● SET TASK 1: In the passage on Orthodox jurisdictions in Lithuania, how many nominal Orthodox does Lithuania have?

● GIVEN TEXT:
● ● ●

The New Martyrs and Confessors are those Russians who were fearless and did not agree to become serfs, or obediently line up to go to Bolshevik concentration camps, or see their churches closed by today’s renegade foreign bishops, just like they now do in the Ukraine and in England, they offered resistance to Antichrist. Indeed, Canon XV of the First and Second Council, held in the year 861 under St Photius and 317 other Fathers, is quite clear that those who ‘have been diligent to rescue the Church from schisms and divisions’….’shall be deemed worthy to enjoy the honour which befits them among Orthodox Christians’. The world loves its own, but God loves His own.

Introduction: Lithuania is Now in the Diaspora

The news that the Patriarchate of Constantinople is setting up an Exarchate in Lithuania under Lithuanian (in other words, US) government sponsorship (https://d367rzjs5oyeba.cloudfront.net/_mobile_/ru/312734/) elicits sorrow in Moscow. This means that after Estonia nearly thirty years ago, then after the Ukraine nearly five years ago, and after Africa two years ago (1), Lithuania has now become yet another multi-jurisdictional Orthodox area region Moscow has lost its jurisdictional monopoly there too. However, Lithuania only joins the whole of Western Europe west of Poland, the Czech Lands, Romania and Slovenia, not to mention the Americas, Australia and Africa too, in becoming multi-jurisdictional.

Sadly then, there is nothing new in this. The real question is why Lithuania, or all the Baltic countries together, like many other countries, regions or continents, cannot simply belong to one administratively united Local Church. This would be the only canonical alternative (the principle of one bishop per city) to belonging to different jurisdictions, all moreover dependent on the ebb and flow of the political tides of foreign capitals and foreign politics. In none of this multiplicity of jurisdictions is there any intention to do missionary work, there are only vulgar and petty disputes about nationalistic power, and already existing income and property. As this is not how Christians behave, our only conclusion can only be that those who take part in it are not Christians. Can we imagine the apostles disputing in this way like children in the playground about jurisdiction over the Orthodox in Rome or Corinth or Ephesus or anywhere else? ‘This is my church, not yours’. No, it isn’t. Yes, it is’. Childishness among adults.

Politics

In Lithuania the appeal by Constantinople to Ukrainian and even Belarussian ‘refugees’ to join their new Church is clearly a political manipulation by the local US ambassador, in obedience to his employers in the US State Department. It is very likely that, as in Estonia and in the Ukraine, very few in Lithuania (where there are fewer than 100,000 nominal Orthodox anyway) will leave Moscow for Constantinople. What premises could the new jurisdiction use? Or will the Lithuanian State set about ejecting Orthodox from their churches by violence in order to establish a property portfolio of empty church buildings, as the US-backed Kiev regime does in the Ukraine? That is, few, apart from the original five priests who have left Moscow for Constantinople and were then defrocked by Moscow for purely political reasons, as Constantinople has recognised (2). It is Moscow’s suicidal tragedy which created this second suicidal tragedy on the part of Constantinople. Moscow must now be regretting its original injustice. As the proverb says, you reap what you sow. However, what will happen to all these Constantinople creations in Lithuania, the Ukraine and Estonia after the Russian military victory in the Ukraine?

● ● ●

● DATA FOR THIS EXERCISE:

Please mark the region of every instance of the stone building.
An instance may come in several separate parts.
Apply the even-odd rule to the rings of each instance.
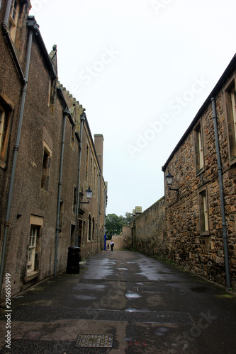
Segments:
[[[57,47],[48,55],[30,8],[0,8],[1,294],[6,273],[16,294],[65,270],[69,246],[86,258],[103,237],[103,137],[94,142],[85,109],[57,81]]]
[[[173,176],[167,256],[227,288],[236,275],[235,79],[236,56],[162,167]]]
[[[236,286],[236,56],[162,171],[164,197],[131,223],[128,247]]]

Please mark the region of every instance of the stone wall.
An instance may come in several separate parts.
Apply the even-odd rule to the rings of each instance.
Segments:
[[[165,202],[162,198],[137,217],[131,224],[133,245],[147,256],[164,257]]]
[[[228,238],[231,285],[235,286],[236,178],[230,161],[225,108],[225,87],[235,73],[215,92],[218,134],[223,180],[224,208]],[[203,166],[196,166],[196,132],[201,127]],[[165,164],[174,176],[173,188],[165,186],[167,253],[186,269],[226,286],[223,219],[212,103],[209,98]],[[203,227],[201,195],[206,198],[207,224]],[[204,225],[203,225],[204,226]]]

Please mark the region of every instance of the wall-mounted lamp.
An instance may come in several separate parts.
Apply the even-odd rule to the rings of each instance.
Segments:
[[[176,190],[177,192],[177,195],[179,197],[179,188],[172,188],[174,176],[172,176],[169,171],[166,176],[166,178],[167,181],[167,185],[169,186],[169,190]]]
[[[87,202],[80,202],[81,204],[89,204],[90,200],[91,200],[91,196],[93,195],[93,191],[91,189],[90,189],[90,187],[88,188],[88,189],[86,190],[85,190],[86,192],[86,198],[87,198]]]

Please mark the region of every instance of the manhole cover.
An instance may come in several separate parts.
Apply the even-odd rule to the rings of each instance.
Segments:
[[[27,332],[24,336],[23,337],[24,339],[31,339],[31,340],[37,340],[40,338],[43,332],[38,332],[36,331],[30,331],[30,332]]]
[[[76,347],[112,348],[113,338],[107,334],[79,334]]]

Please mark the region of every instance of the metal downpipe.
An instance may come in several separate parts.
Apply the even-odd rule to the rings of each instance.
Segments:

● ● ●

● SET TASK 2: Rewrite the rows from the line containing "Please mark the region of every instance of the metal" through the last line of the rows, inclusive, as a JSON list of strings with one string per line and blank lines omitted.

● TASK RESPONSE 1: Fewer than 100,000.

● TASK RESPONSE 2:
[
  "Please mark the region of every instance of the metal downpipe.",
  "An instance may come in several separate parts.",
  "Apply the even-odd rule to the rings of each instance.",
  "Segments:"
]